**WHAT TO DO**
Starting at the line that has "Check that every instance of the chandelier chain" and ending after the line that has "[(258, 141), (276, 140), (140, 143), (219, 141), (175, 147)]", lay out the rows as a two-column CSV headed instruction and keypoints, one line per row, with each row's text and answer in their own quoted fields and any line breaks turned into spaces. Leave the pictures out.

**LISTED ENTRIES**
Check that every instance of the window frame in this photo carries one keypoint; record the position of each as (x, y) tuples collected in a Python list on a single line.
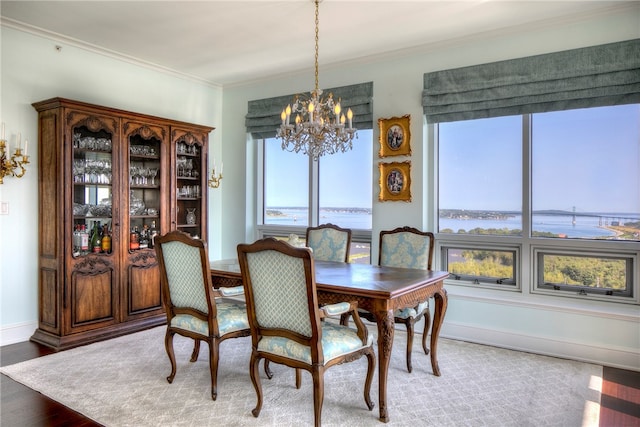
[(271, 230), (529, 247)]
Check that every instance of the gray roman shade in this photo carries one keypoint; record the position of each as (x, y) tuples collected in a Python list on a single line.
[(263, 116), (589, 77)]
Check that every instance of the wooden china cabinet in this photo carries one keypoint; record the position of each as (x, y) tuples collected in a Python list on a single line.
[(124, 177)]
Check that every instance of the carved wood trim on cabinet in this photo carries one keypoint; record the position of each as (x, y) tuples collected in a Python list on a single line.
[(95, 164)]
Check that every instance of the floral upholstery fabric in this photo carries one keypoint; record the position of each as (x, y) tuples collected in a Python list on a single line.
[(184, 274), (276, 277), (328, 244), (232, 316), (336, 341), (405, 250)]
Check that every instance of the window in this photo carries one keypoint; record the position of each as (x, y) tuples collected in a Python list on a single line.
[(561, 188), (483, 266), (337, 189)]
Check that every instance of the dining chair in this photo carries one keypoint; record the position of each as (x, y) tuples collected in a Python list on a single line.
[(190, 301), (287, 324), (407, 247), (329, 242)]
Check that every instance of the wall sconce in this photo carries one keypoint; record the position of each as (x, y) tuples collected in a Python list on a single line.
[(14, 166), (214, 180)]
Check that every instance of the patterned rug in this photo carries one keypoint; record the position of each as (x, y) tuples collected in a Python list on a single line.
[(122, 382)]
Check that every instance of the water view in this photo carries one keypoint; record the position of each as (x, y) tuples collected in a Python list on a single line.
[(602, 226)]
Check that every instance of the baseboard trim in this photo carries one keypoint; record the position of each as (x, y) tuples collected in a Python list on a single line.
[(623, 358), (17, 332)]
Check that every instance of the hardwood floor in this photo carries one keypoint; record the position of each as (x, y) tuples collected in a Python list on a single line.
[(24, 407)]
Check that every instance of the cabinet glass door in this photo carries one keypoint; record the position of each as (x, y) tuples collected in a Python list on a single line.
[(92, 171), (144, 191), (189, 188)]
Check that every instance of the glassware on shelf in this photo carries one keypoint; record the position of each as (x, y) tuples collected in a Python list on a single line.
[(191, 216), (136, 206)]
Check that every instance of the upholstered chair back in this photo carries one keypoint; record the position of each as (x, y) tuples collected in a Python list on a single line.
[(406, 247), (277, 278), (184, 276), (329, 242)]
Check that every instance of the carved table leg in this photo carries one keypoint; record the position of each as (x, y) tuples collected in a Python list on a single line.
[(441, 301), (385, 322)]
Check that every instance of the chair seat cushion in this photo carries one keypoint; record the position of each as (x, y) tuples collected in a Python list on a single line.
[(407, 313), (337, 340), (232, 316)]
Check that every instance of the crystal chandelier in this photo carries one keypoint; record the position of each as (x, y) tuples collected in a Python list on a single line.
[(320, 126)]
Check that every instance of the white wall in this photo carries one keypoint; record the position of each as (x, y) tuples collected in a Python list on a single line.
[(597, 332), (34, 70)]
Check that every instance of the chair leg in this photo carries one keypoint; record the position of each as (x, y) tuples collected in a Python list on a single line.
[(427, 324), (196, 351), (213, 366), (371, 361), (318, 394), (255, 379), (409, 323), (267, 370), (298, 378), (168, 345)]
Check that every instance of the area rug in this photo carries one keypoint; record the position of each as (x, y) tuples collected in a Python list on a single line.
[(122, 382)]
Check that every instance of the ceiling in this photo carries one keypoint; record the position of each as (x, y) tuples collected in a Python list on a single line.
[(234, 42)]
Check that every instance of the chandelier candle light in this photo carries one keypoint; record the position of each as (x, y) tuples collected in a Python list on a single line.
[(320, 126), (214, 180), (14, 166)]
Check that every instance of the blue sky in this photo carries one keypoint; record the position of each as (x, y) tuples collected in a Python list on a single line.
[(345, 178), (588, 158)]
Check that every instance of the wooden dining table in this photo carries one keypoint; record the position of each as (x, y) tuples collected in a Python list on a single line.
[(380, 290)]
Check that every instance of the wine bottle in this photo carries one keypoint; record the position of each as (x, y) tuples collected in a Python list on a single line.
[(134, 239), (144, 237), (77, 240), (153, 233), (96, 238), (84, 239), (106, 240)]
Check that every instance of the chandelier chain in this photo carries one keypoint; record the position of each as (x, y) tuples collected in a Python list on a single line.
[(320, 126), (317, 39)]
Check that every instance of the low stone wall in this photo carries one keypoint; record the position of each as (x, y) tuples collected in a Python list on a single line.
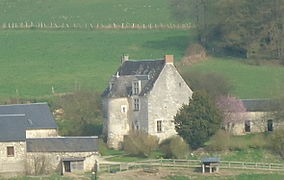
[(49, 162), (41, 133)]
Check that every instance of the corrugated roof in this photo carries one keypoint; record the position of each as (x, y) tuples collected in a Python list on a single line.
[(37, 114), (261, 105), (63, 144), (145, 70), (13, 128)]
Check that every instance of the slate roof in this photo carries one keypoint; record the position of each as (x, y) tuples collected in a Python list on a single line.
[(37, 114), (210, 160), (63, 144), (261, 105), (145, 70), (13, 127)]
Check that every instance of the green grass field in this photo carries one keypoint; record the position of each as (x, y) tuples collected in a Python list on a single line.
[(34, 61), (249, 81), (86, 11)]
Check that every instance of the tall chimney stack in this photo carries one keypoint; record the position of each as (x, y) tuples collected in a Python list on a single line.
[(124, 57), (169, 59)]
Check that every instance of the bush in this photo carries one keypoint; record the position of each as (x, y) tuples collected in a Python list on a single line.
[(258, 141), (276, 140), (140, 143), (219, 141), (175, 147)]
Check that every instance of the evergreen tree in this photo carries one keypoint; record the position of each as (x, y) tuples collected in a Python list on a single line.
[(198, 120), (244, 28)]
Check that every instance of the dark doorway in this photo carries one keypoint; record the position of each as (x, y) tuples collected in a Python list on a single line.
[(270, 125), (67, 166), (247, 126)]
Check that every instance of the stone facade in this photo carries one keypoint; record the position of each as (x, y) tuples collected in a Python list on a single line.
[(169, 93), (151, 108), (256, 122), (52, 162), (12, 164), (41, 133)]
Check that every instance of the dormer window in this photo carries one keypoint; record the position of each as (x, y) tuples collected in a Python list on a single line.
[(136, 104), (136, 87)]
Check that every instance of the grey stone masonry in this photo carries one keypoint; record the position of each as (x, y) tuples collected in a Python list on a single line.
[(143, 95)]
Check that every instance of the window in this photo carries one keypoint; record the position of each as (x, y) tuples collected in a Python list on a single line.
[(159, 126), (247, 126), (135, 87), (270, 125), (123, 108), (10, 151), (136, 104)]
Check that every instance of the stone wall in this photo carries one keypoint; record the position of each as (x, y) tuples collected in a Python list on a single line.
[(258, 123), (51, 162), (41, 133), (12, 165), (168, 94), (117, 121)]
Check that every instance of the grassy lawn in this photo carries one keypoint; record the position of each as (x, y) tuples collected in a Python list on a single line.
[(249, 81), (272, 176), (87, 11), (34, 61)]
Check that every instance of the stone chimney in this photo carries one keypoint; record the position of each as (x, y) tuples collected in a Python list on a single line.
[(169, 59), (124, 57)]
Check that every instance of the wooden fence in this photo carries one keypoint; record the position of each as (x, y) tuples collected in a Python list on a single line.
[(178, 163), (65, 26)]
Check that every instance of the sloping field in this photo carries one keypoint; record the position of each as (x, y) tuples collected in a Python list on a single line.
[(248, 81), (31, 62), (86, 11)]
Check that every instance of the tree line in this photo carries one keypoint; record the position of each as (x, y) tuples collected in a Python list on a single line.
[(242, 28)]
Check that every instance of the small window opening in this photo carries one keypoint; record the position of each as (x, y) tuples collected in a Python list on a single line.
[(159, 126), (10, 151), (270, 125), (247, 126), (136, 104)]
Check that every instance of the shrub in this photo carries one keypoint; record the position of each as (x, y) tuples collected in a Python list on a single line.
[(277, 141), (199, 120), (175, 147), (219, 141), (140, 143), (258, 141)]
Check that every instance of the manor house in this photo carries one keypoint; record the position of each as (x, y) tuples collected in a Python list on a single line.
[(143, 95)]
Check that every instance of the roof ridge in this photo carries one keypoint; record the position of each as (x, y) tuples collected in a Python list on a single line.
[(12, 115), (139, 60), (23, 104), (65, 137)]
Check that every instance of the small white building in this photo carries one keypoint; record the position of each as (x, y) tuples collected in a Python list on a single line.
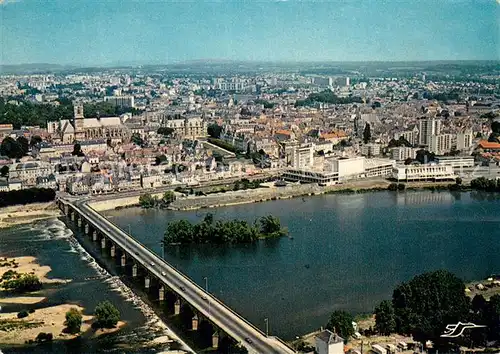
[(402, 153), (378, 349), (430, 172), (328, 342)]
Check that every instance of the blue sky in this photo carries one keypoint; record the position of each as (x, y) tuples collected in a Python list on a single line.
[(93, 32)]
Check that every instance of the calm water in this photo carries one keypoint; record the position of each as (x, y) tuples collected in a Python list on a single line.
[(347, 252), (53, 244)]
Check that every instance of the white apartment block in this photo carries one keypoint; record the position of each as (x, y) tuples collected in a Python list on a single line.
[(327, 342), (379, 167), (432, 172), (370, 150), (402, 153), (410, 135), (348, 167), (427, 128), (302, 156), (464, 140), (440, 144)]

**WORKED SOLUTION**
instruction,keypoints
"Check that every instance of the chandelier chain in this photo carries one keypoint; record the position of each as (x, y) tuples collected in a Python list on a single line.","[(320, 126), (317, 39)]"
"Check that every instance of the low stone wall in this photo carries one keypoint; record the position of each as (x, y) tuples collected in a Python list on a single line.","[(49, 162), (41, 133)]"
"Check that every instance of the corrugated roof in this photo carries one keypoint; record the position of each as (x, y) tuples collected in a Python list on a single line.","[(37, 114), (261, 105), (63, 144), (145, 70), (13, 128)]"
"Check that every instance of the slate roof in this photo carries one keypoint; record the position of each as (x, y) tuples collected in a Python list on a single line.","[(37, 114), (210, 160), (63, 144), (261, 105), (145, 70), (13, 127)]"
"Check that every instance of the green grass field in this photo carries one keypoint; record the position of each as (x, y) tuples collected in a Python list on a single line.","[(34, 61), (249, 81), (86, 11)]"
"Check that every instance of the tall chimney stack in this photo carries one keypoint; record the position of each as (x, y) tuples collected in a Python list on a single line.","[(124, 57), (169, 59)]"
"Check that every instance of the bush in this photo carries one keypoint; record the position of each as (x, y) tuples collected in a Python list on a single line.","[(258, 141), (276, 140), (140, 143), (219, 141), (175, 147)]"